— BEGIN DOCUMENT EXCERPT —

I felt good around my friends; I was finally one of them. Freed from the fear of being uncovered, I managed to build more lasting relationships with guys of my age. We went out together with our friends, we took road trips. Everywhere, the two of us were the eternal lovers, always holding hands, always with a kind word and a caress for the other. I wanted to give her all the affection she wanted: it was my way of saying thank you, as well as of chasing away the obsessions and torments that consumed me.

High school years went by and I went to college. My parents decided to split up but that was not unexpected: mom came back to the country while dad, whom I hadn’t seen in years, stayed in Rome. I saw my girlfriend every day and, even though we rarely spoke about them, our plans for the future were pretty much laid out and quite clear to us and everyone around. We were the high school sweethearts bound to get married a year or two after finishing college. She dreamed of the perfect wedding and the dream house. I wanted a beautiful daughter who would look like her and a son I would name after that boy with sensual lips, my first love. Just as I had wished when I was 14, I was now moving along a path that comfortably sealed my normalcy. 

But when alone, I was disappointed to find my sexual orientation had not changed. The look, the voice, the body of a man – they could still stir something in me in a way she never could. I wasn’t blind, I understood how special her delicate beauty was and how sweet her tenderness, but my sexual desires took a different road. I would cry when alone and ask myself why I was unable to love her all the way. Why did those foul obsessions keep popping into my head, why did I imagine myself kissing a man, why did I long to see his naked body, to touch him? I would wipe away my tears and tell myself I needed to stop with this despair. There was a whole world waiting for me out there, and above all, there was her. Other times I’d play with the idea of a sexual affair with a man, although I had no clue where or how I could meet someone. It could have been a sure way to understand what I was up against, I remember thinking. But I couldn’t bear the thought for more than a few minutes: I could never do this to her, I would be a monster. I felt guilty for the crooked way in which I was trying to justify a potential surrender. I was weak. 

After five years, I felt I couldn’t take it anymore and all that inner turmoil had to stop. We broke up for a few months, during which time I wanted to be the jealous ex-boyfriend, even though I wasn’t.

— END DOCUMENT EXCERPT —
— BEGIN DATA EXTRACT —

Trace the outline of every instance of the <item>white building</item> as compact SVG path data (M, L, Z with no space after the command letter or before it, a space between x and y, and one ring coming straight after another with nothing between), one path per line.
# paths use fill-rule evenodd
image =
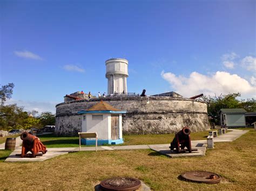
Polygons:
M82 114L82 132L96 132L98 144L119 144L124 143L122 135L122 114L120 111L102 101L85 111L80 111ZM95 145L95 138L82 140L84 145Z
M128 60L112 59L106 61L106 77L107 79L107 94L121 94L127 91Z

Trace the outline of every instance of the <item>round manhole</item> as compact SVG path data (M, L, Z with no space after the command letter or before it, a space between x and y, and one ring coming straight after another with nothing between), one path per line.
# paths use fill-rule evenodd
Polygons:
M181 174L181 176L186 180L205 183L216 183L220 182L219 175L210 172L190 171Z
M139 188L140 181L133 178L117 177L106 179L100 182L104 190L134 190Z

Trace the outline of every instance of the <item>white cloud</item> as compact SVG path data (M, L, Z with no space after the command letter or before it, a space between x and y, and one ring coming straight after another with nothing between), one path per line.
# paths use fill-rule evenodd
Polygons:
M256 58L246 56L241 61L242 66L248 70L256 71Z
M11 98L6 101L5 104L10 104L16 103L19 107L23 107L25 111L31 111L36 110L39 112L43 111L50 111L52 114L56 112L55 106L59 103L52 102L43 102L36 101L26 101L20 100L15 100Z
M227 68L234 68L234 63L232 61L224 61L223 63L224 66Z
M37 54L34 54L32 52L23 51L14 51L14 54L19 57L28 58L33 60L42 60L43 59Z
M169 82L174 91L187 97L201 93L212 96L214 94L237 92L240 93L243 97L256 97L256 86L237 74L225 72L218 71L209 75L194 72L186 77L163 71L161 75Z
M63 68L67 71L74 71L81 73L85 72L84 69L79 68L76 65L66 65L63 67Z
M221 59L223 61L226 60L233 60L236 58L239 58L239 56L234 52L231 52L230 53L224 54L221 56Z

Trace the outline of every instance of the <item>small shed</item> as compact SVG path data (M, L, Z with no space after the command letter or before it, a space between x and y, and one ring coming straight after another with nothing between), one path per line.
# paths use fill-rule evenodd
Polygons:
M98 144L119 144L124 143L122 136L121 111L102 100L86 110L80 111L82 115L82 132L96 132ZM82 144L95 145L95 138L83 139Z
M227 127L245 127L245 113L246 111L242 108L221 109L221 125Z

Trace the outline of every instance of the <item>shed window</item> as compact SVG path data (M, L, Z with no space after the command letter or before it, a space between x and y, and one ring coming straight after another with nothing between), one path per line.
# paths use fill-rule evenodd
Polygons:
M92 116L92 120L103 120L103 115L93 115Z

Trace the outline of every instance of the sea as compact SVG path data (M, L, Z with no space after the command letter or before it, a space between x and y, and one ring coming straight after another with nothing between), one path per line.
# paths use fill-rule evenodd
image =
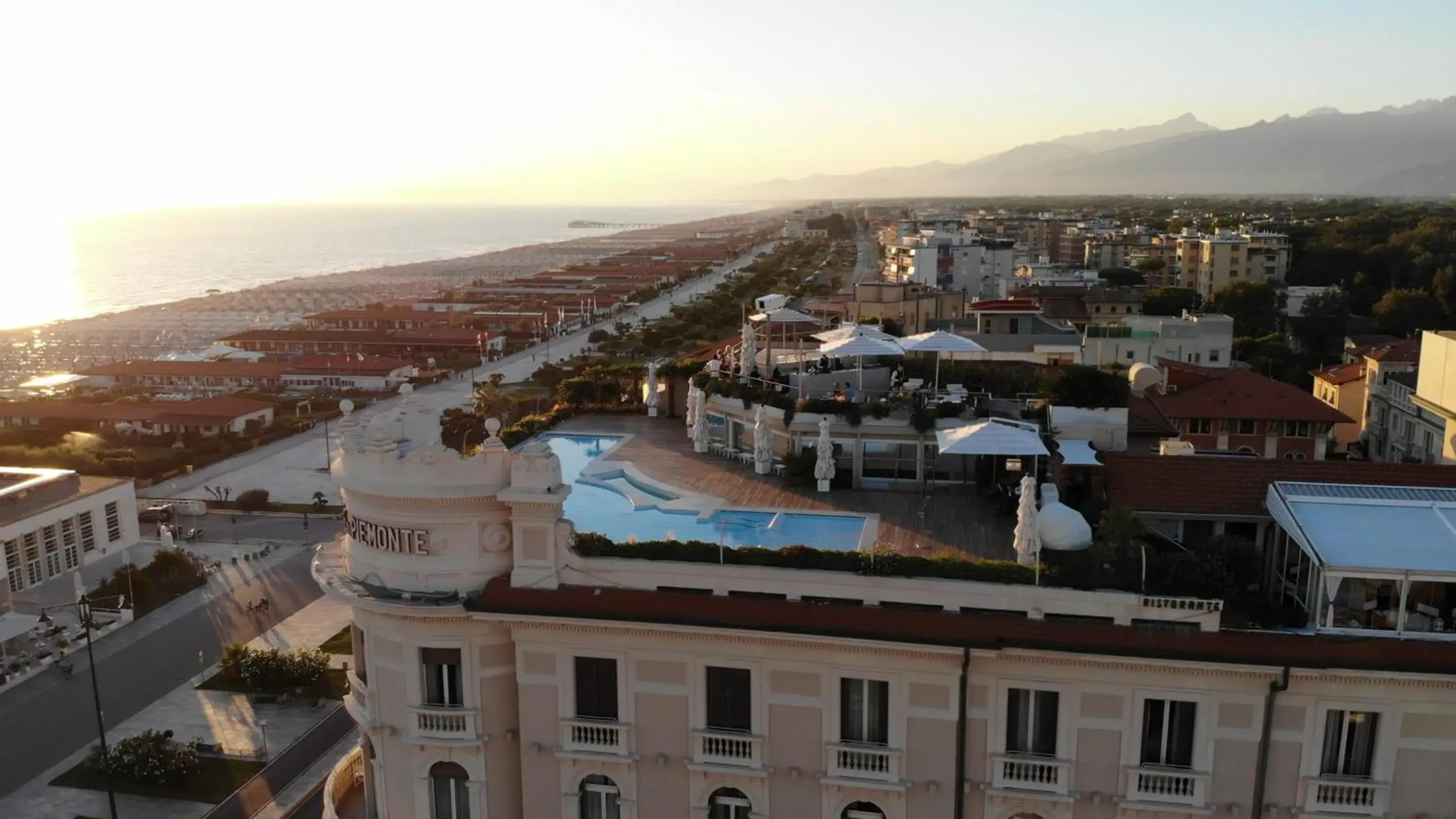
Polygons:
M290 205L149 211L77 221L68 231L64 294L32 305L25 324L79 319L234 291L294 276L427 262L523 244L604 236L572 220L681 223L754 209L677 207ZM28 289L45 288L35 282ZM51 314L45 314L51 313ZM4 326L0 321L0 326ZM10 321L10 326L19 326Z

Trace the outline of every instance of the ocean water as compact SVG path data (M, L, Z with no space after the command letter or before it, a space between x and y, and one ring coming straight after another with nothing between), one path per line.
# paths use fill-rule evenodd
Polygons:
M256 207L151 211L79 221L67 269L26 288L26 324L95 316L261 284L604 236L572 220L678 223L744 212L702 207ZM47 284L47 282L51 284ZM50 291L50 292L48 292ZM3 319L3 317L0 317ZM16 317L19 319L19 316ZM19 326L0 320L3 326Z

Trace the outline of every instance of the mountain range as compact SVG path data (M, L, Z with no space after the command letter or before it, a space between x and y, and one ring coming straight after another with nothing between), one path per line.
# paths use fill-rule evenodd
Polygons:
M1367 113L1316 108L1230 129L1184 113L965 163L775 179L734 192L754 199L1088 193L1453 196L1456 96Z

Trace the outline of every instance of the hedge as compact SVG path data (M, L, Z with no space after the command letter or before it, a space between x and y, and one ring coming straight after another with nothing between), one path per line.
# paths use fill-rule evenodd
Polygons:
M728 547L702 540L648 540L616 543L597 532L578 532L572 544L582 557L635 557L638 560L677 560L683 563L728 563L734 566L772 566L779 569L821 569L853 572L885 578L945 578L981 583L1032 585L1035 569L1012 560L967 560L964 557L920 557L881 551L843 551L788 546L763 548L757 546ZM1042 570L1042 580L1048 573ZM1048 583L1050 585L1050 583Z

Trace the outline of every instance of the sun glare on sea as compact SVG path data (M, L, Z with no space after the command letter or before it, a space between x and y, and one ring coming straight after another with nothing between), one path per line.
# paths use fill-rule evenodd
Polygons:
M22 215L13 236L0 275L0 330L76 316L82 304L66 221Z

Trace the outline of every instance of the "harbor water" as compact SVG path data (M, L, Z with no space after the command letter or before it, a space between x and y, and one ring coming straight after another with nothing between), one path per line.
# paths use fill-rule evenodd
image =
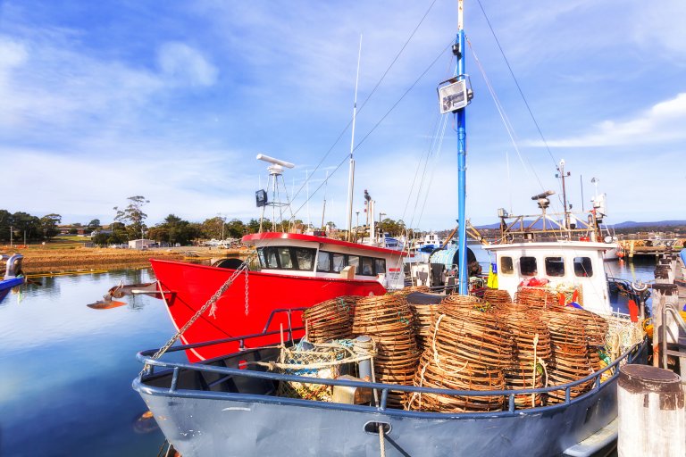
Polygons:
M475 250L486 267L488 254ZM652 279L652 262L606 262L616 278ZM136 353L175 332L161 301L86 306L113 286L149 282L149 270L43 278L0 303L0 456L150 456L164 437L131 381Z

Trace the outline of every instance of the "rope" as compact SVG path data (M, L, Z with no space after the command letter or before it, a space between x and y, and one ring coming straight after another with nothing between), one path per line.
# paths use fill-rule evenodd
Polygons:
M195 321L196 321L196 320L197 320L197 319L198 319L198 318L199 318L201 315L203 315L203 313L205 313L205 311L207 311L207 308L209 308L210 306L212 306L212 309L210 310L210 316L213 316L213 317L214 317L214 312L216 312L216 310L217 310L217 305L216 305L217 300L219 300L219 299L222 297L222 295L224 294L224 292L226 292L226 290L227 290L229 287L231 287L231 284L233 284L233 281L235 281L235 280L236 280L236 278L238 277L238 275L240 275L240 274L241 274L241 273L242 273L244 270L246 271L246 273L247 273L247 270L248 270L248 264L250 263L250 262L251 262L251 261L252 261L252 260L253 260L253 259L254 259L255 256L256 256L256 253L252 253L252 254L248 255L248 256L247 256L247 258L245 261L243 261L243 263L241 263L241 264L240 264L240 266L239 266L238 268L237 268L237 269L236 269L236 270L233 272L233 274L231 274L231 276L229 278L229 279L227 279L227 280L226 280L226 282L225 282L224 284L222 284L221 287L219 287L219 290L217 290L217 291L214 293L214 295L212 295L212 297L210 297L210 299L209 299L209 300L207 300L207 302L206 302L206 303L205 303L203 305L203 307L202 307L202 308L200 308L199 310L197 310L197 312L196 312L196 313L193 315L193 317L191 317L191 318L190 318L190 320L188 320L188 322L186 322L186 324L185 324L183 327L181 327L181 328L179 329L179 331L177 331L177 332L176 332L176 334L174 334L174 336L173 336L173 337L172 337L172 338L170 338L170 340L169 340L169 341L167 341L167 344L166 344L166 345L164 345L163 346L162 346L162 347L159 349L159 351L157 351L156 353L155 353L155 354L154 354L154 355L153 355L153 357L152 357L152 358L153 358L153 360L157 360L157 359L159 359L160 357L162 357L162 355L163 355L164 353L166 353L166 352L167 352L167 350L168 350L170 347L172 347L172 345L174 343L176 343L176 341L177 341L177 340L178 340L178 339L179 339L179 338L181 337L181 335L183 335L183 334L184 334L184 332L185 332L186 330L188 330L188 328L189 328L191 325L193 325L193 324L195 323ZM146 364L143 366L143 370L140 371L140 373L138 373L138 376L139 376L139 377L140 377L140 376L142 376L142 375L143 375L143 373L145 373L145 372L146 372L146 370L147 370L149 368L150 368L150 365L148 365L147 363L146 363Z

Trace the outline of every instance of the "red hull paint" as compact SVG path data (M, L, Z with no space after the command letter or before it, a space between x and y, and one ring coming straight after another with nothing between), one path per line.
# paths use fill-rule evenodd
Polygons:
M233 270L193 263L150 260L155 275L166 295L168 311L179 328L213 295L234 272ZM264 329L272 310L312 306L340 295L383 295L386 289L377 281L303 278L250 271L248 306L246 314L246 275L241 274L217 301L215 317L203 314L181 337L187 344L201 343ZM293 326L302 326L301 313L293 313ZM268 330L288 328L287 316L277 315ZM279 337L252 340L252 345L276 343ZM237 344L214 345L187 351L190 361L219 357L236 352Z

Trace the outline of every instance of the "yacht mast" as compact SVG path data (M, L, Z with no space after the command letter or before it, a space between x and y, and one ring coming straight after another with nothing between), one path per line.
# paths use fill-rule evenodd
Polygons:
M351 240L351 232L353 228L353 193L355 190L355 120L357 115L357 83L360 80L360 57L362 57L362 34L360 34L360 48L357 52L357 76L355 79L355 102L353 103L353 135L350 139L350 169L347 178L347 214L346 216L346 229L347 230L347 239Z
M457 37L453 46L453 54L457 59L457 79L464 79L464 1L457 2ZM466 194L466 162L467 162L467 130L466 130L466 108L457 110L457 224L459 260L457 274L459 277L459 293L461 295L469 294L467 287L467 224L464 216L465 194Z

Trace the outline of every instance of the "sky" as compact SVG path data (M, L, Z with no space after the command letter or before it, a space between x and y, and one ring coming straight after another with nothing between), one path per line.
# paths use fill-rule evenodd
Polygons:
M679 0L466 0L472 222L535 214L548 189L561 211L562 159L573 211L598 191L609 223L686 219L684 17ZM362 37L353 224L367 189L377 220L452 228L436 87L456 33L455 0L0 0L0 208L109 223L143 195L148 225L247 221L264 154L296 165L280 189L296 218L320 224L326 200L345 227Z

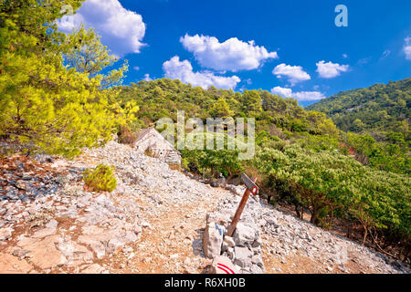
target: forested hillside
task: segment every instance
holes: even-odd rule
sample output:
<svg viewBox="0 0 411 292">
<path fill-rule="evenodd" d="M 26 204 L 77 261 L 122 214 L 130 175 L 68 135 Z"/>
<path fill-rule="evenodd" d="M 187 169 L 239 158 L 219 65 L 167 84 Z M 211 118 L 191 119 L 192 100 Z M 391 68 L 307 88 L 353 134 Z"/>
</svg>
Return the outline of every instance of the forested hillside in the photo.
<svg viewBox="0 0 411 292">
<path fill-rule="evenodd" d="M 178 110 L 185 110 L 185 119 L 256 118 L 253 160 L 238 161 L 238 150 L 185 150 L 183 167 L 210 180 L 246 172 L 258 179 L 274 203 L 294 205 L 299 216 L 307 210 L 313 224 L 332 228 L 336 219 L 342 220 L 362 227 L 364 243 L 371 235 L 374 245 L 385 249 L 409 248 L 410 159 L 402 133 L 388 132 L 377 141 L 368 134 L 342 131 L 324 113 L 264 90 L 204 90 L 168 78 L 118 89 L 120 103 L 133 101 L 140 108 L 138 121 L 129 124 L 133 130 L 163 117 L 176 122 Z M 121 137 L 133 130 L 121 130 Z"/>
<path fill-rule="evenodd" d="M 83 1 L 68 2 L 77 9 Z M 2 157 L 17 151 L 73 158 L 117 133 L 132 144 L 139 130 L 164 117 L 176 121 L 178 110 L 203 120 L 255 118 L 253 159 L 240 161 L 239 149 L 185 150 L 182 166 L 210 181 L 246 172 L 274 204 L 293 205 L 300 216 L 308 212 L 324 228 L 338 221 L 359 227 L 364 243 L 371 237 L 381 250 L 401 247 L 408 259 L 409 78 L 309 109 L 324 112 L 264 90 L 203 89 L 169 78 L 122 86 L 127 62 L 114 69 L 119 58 L 92 28 L 59 32 L 61 8 L 57 0 L 0 2 Z"/>
<path fill-rule="evenodd" d="M 341 92 L 307 108 L 331 117 L 345 131 L 397 131 L 409 141 L 411 78 Z"/>
</svg>

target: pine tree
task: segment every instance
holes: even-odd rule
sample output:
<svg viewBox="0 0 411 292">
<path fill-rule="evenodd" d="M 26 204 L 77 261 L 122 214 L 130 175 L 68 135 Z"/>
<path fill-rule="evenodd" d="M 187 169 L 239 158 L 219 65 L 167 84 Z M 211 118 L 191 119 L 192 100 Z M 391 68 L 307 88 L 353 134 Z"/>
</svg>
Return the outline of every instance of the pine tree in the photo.
<svg viewBox="0 0 411 292">
<path fill-rule="evenodd" d="M 81 2 L 66 4 L 77 9 Z M 120 107 L 110 88 L 126 68 L 99 74 L 115 59 L 93 31 L 58 31 L 61 1 L 0 5 L 0 136 L 30 151 L 66 156 L 111 140 L 136 110 L 132 103 Z M 91 63 L 82 57 L 85 49 L 94 54 Z M 74 60 L 78 66 L 70 66 Z"/>
</svg>

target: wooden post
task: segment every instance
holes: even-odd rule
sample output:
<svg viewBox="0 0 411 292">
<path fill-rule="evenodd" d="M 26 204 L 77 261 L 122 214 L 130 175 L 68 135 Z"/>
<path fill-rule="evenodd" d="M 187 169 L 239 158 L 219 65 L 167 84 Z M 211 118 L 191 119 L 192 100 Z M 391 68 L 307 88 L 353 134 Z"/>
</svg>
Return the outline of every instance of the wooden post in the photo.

— END DATA EXTRACT —

TASKS AND EXERCISES:
a – Could you pull out the rows, starting at the very first one and going on through the line with "M128 60L112 59L106", with both ends included? Leave the pictures out of your copy.
b – How would the memoir excerpt about the high school sweethearts continue? Write on from where it stops.

PER-TASK OUTPUTS:
a –
Trace the outline of every instance of the <item>white building</item> as compact SVG path data (M, L, Z with no space after the command letter or before it, a space between x and y, and one ring coming straight after another with nothing between), one path per line.
# paths use fill-rule evenodd
image =
Polygons:
M82 114L82 132L96 132L98 144L119 144L124 143L122 135L122 114L120 111L102 101L85 111L80 111ZM95 145L95 138L82 140L84 145Z
M128 60L112 59L106 61L106 77L107 79L107 94L121 94L127 91Z

b –
Loneliness was excruciating because I wasn’t ready to deal with my sexuality; my struggle intensified and was eating me up inside. I wasn’t going to confide in anyone – I was convinced that hiding was the best option. I had heard of men meeting up for sex in the park near the Opera House or in the public toilets below University Square. So that’s what being gay was all about – writing lewd messages on bathroom walls and screwing complete strangers in parks. That was not the fate I was willing to accept for myself. So I called her in the spur of a moment.

A few days later, we were at the seaside again. History repeated itself and we got back together. When we retuned, I dropped her off outside her building and rushed home. I locked myself in my room and picked up the phone. I was going to tell her it had all been a mistake. I never dialed the number. Instead, I listened to the phone beep for minutes on end.

Nothing was ever the same. I started playing my role mechanically. We’d see each other less because her mother didn’t approve of our relationship and she didn’t have the guts to stand up to her. Sex, too, was monotonous and occurred a lot less. I think she was beginning to understand too, not necessarily my sexual orientation, but the fact that her feelings weren’t reciprocated. Her suspicions had a layer she didn’t understand and that made her insecure, always seeking confirmation while I wondered uselessly why she was so mad. She wanted the certainty of a future and a family with me, while in my mind, I defended that I was giving her everything I could. I think I wasn’t paying attention to her suffering because I was too afraid of my own failure. It is so that we began the seventh year of our relationship.


I was 22 when the death of my grandmother on my mother’s side made me see the foolishness of the bet I had made with myself. When factored into the equation of life, death shifts perspectives. My grandmother had taken her own life and this severed all ties I would have with my mother for a long time; there was too much blame and too many reprimands on both sides. If I could, I would have erased all the past I knew.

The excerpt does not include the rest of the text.